> _Dataset entries_:
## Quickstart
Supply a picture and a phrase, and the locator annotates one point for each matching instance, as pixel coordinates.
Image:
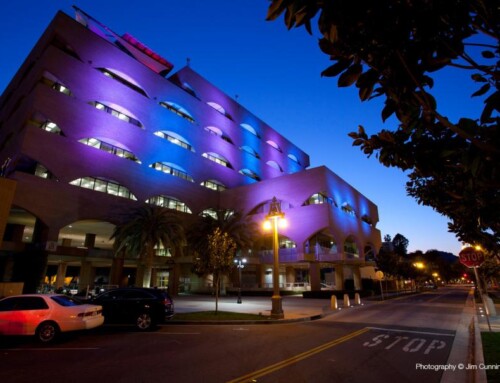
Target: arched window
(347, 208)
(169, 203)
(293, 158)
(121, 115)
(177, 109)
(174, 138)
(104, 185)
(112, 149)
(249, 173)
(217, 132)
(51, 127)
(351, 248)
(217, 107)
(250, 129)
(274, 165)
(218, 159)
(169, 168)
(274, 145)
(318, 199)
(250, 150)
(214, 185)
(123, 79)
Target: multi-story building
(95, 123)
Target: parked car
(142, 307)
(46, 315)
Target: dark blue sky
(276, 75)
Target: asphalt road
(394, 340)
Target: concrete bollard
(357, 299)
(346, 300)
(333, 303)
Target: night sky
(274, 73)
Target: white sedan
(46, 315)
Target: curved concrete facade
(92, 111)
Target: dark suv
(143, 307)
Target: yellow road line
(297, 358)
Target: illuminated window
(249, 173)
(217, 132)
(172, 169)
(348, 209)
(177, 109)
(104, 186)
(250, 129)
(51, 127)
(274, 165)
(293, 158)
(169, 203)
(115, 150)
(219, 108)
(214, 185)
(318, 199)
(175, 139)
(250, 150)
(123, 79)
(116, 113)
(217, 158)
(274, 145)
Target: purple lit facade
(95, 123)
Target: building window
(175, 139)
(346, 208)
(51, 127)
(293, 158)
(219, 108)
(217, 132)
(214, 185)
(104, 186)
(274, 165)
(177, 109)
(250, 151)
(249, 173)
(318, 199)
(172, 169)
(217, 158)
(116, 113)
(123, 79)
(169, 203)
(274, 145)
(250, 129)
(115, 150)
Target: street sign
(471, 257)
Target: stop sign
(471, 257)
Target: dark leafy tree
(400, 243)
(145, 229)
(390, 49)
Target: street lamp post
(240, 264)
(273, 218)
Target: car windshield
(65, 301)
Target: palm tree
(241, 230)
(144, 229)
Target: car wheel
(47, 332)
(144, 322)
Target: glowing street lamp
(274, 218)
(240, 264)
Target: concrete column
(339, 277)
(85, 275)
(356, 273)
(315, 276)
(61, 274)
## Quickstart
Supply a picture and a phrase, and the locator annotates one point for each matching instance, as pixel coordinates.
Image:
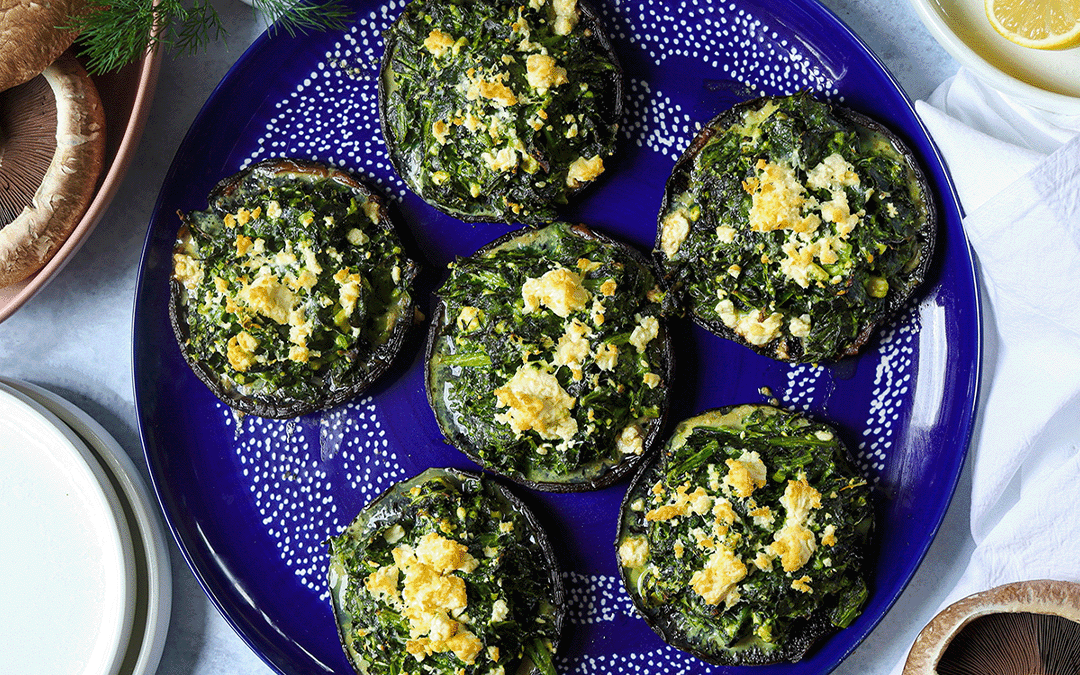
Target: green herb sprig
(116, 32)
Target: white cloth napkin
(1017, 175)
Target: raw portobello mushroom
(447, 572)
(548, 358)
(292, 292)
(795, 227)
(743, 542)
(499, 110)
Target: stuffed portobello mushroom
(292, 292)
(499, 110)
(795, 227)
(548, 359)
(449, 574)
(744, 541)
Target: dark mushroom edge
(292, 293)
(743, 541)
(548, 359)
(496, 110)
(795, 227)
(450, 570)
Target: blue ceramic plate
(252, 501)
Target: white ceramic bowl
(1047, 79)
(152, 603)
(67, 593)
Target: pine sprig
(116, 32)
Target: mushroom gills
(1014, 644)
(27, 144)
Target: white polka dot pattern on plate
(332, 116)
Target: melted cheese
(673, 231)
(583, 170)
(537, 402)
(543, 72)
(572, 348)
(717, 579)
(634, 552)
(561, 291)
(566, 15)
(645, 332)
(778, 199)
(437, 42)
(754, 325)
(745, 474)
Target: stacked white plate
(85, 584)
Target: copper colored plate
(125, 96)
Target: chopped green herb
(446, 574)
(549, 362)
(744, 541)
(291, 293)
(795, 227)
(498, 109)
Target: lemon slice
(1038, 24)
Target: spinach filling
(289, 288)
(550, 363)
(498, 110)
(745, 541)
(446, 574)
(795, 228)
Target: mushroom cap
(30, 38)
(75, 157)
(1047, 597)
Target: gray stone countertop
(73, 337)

> _Brief_:
Where an entry contains an image, skip the image and write out the rest exactly.

> _Your solution_:
## Quickstart
Supply a picture and a phrase, and the locator annotates one point for each matching instance, as pixel coordinates.
Image:
Target: arched window
(347, 208)
(169, 203)
(293, 158)
(121, 115)
(177, 109)
(174, 138)
(104, 185)
(112, 149)
(249, 173)
(217, 132)
(51, 127)
(351, 248)
(217, 107)
(250, 129)
(274, 165)
(218, 159)
(169, 168)
(274, 145)
(318, 199)
(250, 150)
(214, 185)
(123, 79)
Target: multi-story building
(95, 123)
Target: parked car
(142, 307)
(46, 315)
Target: dark blue sky
(276, 75)
Target: asphalt road
(394, 340)
Target: concrete bollard
(357, 299)
(346, 300)
(333, 303)
Target: night sky
(274, 73)
Target: white sedan
(46, 315)
Target: curved concrete facade
(92, 111)
Target: dark suv
(143, 307)
Target: yellow road line
(297, 358)
Target: illuminated window
(249, 173)
(217, 132)
(172, 169)
(348, 209)
(177, 109)
(104, 186)
(250, 129)
(51, 127)
(274, 165)
(293, 158)
(169, 203)
(115, 150)
(219, 108)
(214, 185)
(318, 199)
(175, 139)
(250, 150)
(123, 79)
(116, 113)
(217, 158)
(274, 145)
Target: purple lit facade
(95, 123)
Target: building window
(175, 139)
(346, 208)
(51, 127)
(293, 158)
(219, 108)
(217, 132)
(214, 185)
(104, 186)
(274, 165)
(177, 109)
(250, 151)
(249, 173)
(318, 199)
(172, 169)
(217, 158)
(116, 113)
(123, 79)
(169, 203)
(274, 145)
(250, 129)
(115, 150)
Target: street sign
(471, 257)
Target: stop sign
(471, 257)
Target: dark leafy tree
(400, 243)
(145, 229)
(390, 49)
Target: street lamp post
(240, 264)
(273, 218)
Target: car windshield
(65, 301)
Target: palm tree
(241, 230)
(144, 229)
Target: car wheel
(47, 332)
(144, 322)
Target: glowing street lamp
(274, 218)
(240, 264)
Target: concrete column
(339, 277)
(85, 275)
(356, 273)
(315, 276)
(61, 274)
## Quickstart
Supply a picture and a phrase, and the locator annotates one point for each matching instance, as pixel coordinates.
Image:
Target: green herb sprig
(116, 32)
Target: white cloth napkin
(1017, 175)
Target: raw portobello mushroom
(447, 572)
(548, 358)
(292, 292)
(795, 227)
(743, 542)
(499, 110)
Target: stuffed portobello mushroom
(292, 292)
(499, 110)
(795, 227)
(548, 359)
(449, 574)
(744, 541)
Target: dark mushroom edge
(292, 293)
(743, 541)
(548, 359)
(496, 110)
(795, 227)
(450, 570)
Target: blue ceramic plate
(252, 501)
Target: white ceramic bowl
(1047, 79)
(152, 603)
(67, 593)
Target: pine sprig
(116, 32)
Target: mushroom gills
(1014, 644)
(27, 144)
Target: white polka dot pattern on plate
(332, 116)
Target: melted cheese
(673, 231)
(583, 170)
(537, 402)
(543, 72)
(572, 348)
(717, 579)
(634, 552)
(561, 291)
(566, 15)
(645, 332)
(778, 199)
(437, 42)
(754, 325)
(745, 474)
Target: stacked white plate
(85, 584)
Target: copper colored plate
(125, 96)
Target: chopped green herb
(446, 574)
(549, 362)
(744, 541)
(291, 293)
(795, 227)
(498, 109)
Target: lemon slice
(1038, 24)
Target: spinach filling
(289, 288)
(550, 363)
(498, 110)
(745, 541)
(446, 574)
(795, 228)
Target: mushroom cap
(30, 38)
(75, 157)
(1047, 597)
Target: gray stone countertop
(73, 337)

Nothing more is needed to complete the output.